- Work instructions -
Say whether each statement agrees with the Boston bomber text below, answering yes or no and quoting the deciding words: (a) The text credits Mephistopheles with saying that the greatest hell is remembering happier times. (b) The text gives the surviving bomber's age as 21. (c) The text says that presuming the accused innocent honors the accused.

- Provided passage -

You want to really inflict pain on the surviving Boston bomber?  Once you have him reasonably stable and comfortable, once you have shown him care and concern and made him feel well again, bring around one of those girls who knew him in high school, or from college, one of those girls who called him a "sweetheart" who thought of him as a kind, funny, caring person, and simply allow them to visit; allow him to return to that person he once was. As Mephistopheles says in Faustus, the greatest hell is remembering happier times.  The greatest hell for this 19 year old will be remembering the person he was before he was transformed. 

So, with our system of laws, of treating the accused as innocent until proven guilty, we honor not the accused, but ourselves. We worship at the alter of "justice." 

Well, mostly--unless you are a villager blown up by a mistaken drone attack.

But, at least, most of the time, outside of Gitmo, and drone attacks and Stop and Frisk, we try.

Nobody's perfect.

- Dataset -
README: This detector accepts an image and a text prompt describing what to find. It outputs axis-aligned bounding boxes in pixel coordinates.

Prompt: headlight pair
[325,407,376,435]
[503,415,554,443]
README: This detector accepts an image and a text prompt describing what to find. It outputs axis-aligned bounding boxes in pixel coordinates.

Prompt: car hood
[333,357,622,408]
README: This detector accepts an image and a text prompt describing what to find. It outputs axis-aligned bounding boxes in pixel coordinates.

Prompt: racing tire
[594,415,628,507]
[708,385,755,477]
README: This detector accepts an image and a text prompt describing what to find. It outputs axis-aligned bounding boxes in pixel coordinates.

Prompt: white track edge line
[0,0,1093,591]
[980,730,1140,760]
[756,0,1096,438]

- Problem solution -
(a) Yes: "As Mephistopheles says in Faustus, the greatest hell is remembering happier times."
(b) No: "The greatest hell for this 19 year old will be remembering the person he was before he was transformed."
(c) No: "we honor not the accused, but ourselves."